Task
Your task is to repeat the entries exactly. Leave the pictures out.

*** Data listing ***

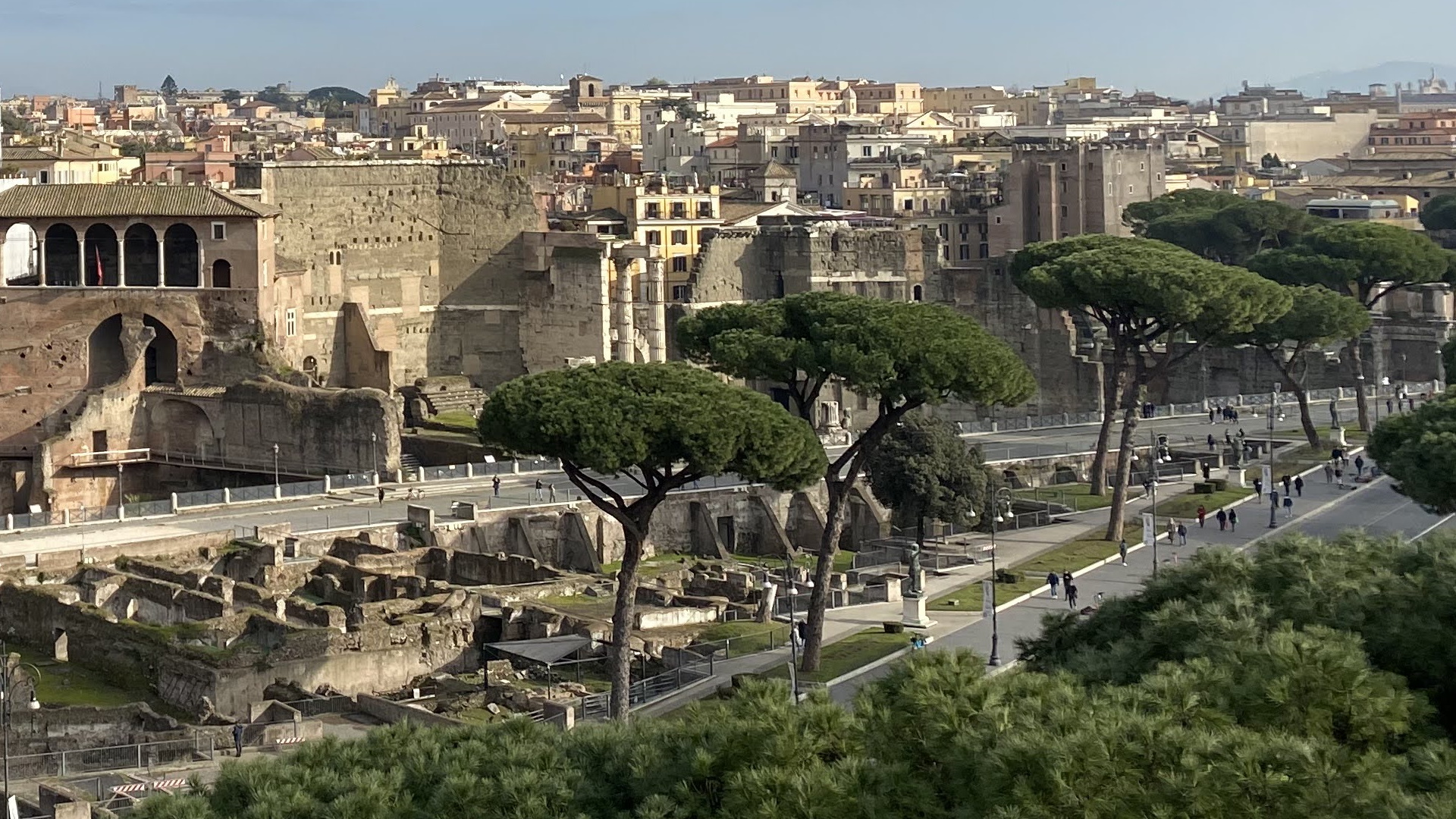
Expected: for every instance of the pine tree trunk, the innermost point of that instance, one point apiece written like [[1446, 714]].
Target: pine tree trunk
[[619, 654], [1357, 365], [1133, 397], [1310, 433], [1111, 392], [829, 544]]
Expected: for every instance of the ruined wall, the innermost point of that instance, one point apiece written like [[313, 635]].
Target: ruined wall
[[431, 253]]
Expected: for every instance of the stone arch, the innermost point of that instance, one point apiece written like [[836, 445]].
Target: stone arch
[[105, 360], [180, 426], [180, 257], [19, 257], [162, 353], [63, 257], [143, 257], [102, 262]]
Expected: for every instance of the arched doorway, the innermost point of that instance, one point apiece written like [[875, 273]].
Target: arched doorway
[[105, 362], [180, 257], [19, 259], [162, 353], [143, 256], [63, 257], [102, 264], [178, 426]]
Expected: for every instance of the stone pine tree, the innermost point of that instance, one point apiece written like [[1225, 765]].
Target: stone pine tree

*** End of Data listing ***

Result
Expected: for every instance of the pine tree trunk, the innermost point of that instance, one point apiece written like [[1446, 714]].
Target: pine tree trunk
[[619, 654], [1357, 365], [1133, 397], [1310, 433], [1111, 392], [829, 544]]
Expected: for every instance of the ruined wall, the innermost point of that instance, one point apiece written like [[313, 635]].
Target: ruined wall
[[431, 253]]
Expected: for every instance of the stone arch, the innermost point of that instance, one point apiece written like [[836, 445]].
Target: stone arch
[[105, 360], [180, 426], [180, 257], [19, 257], [162, 353], [63, 257], [143, 257], [102, 262]]
Expected: for every instance of the arched doorway, the innermost point of that instance, one point apiece written like [[875, 273]].
Target: arched doorway
[[105, 362], [180, 257], [19, 259], [162, 353], [143, 256], [63, 257], [102, 264], [178, 426]]
Expected: for every instance of the stone pine tree, the innermost point of that instance, one point apiece written like [[1225, 765]].
Target: stone pine tree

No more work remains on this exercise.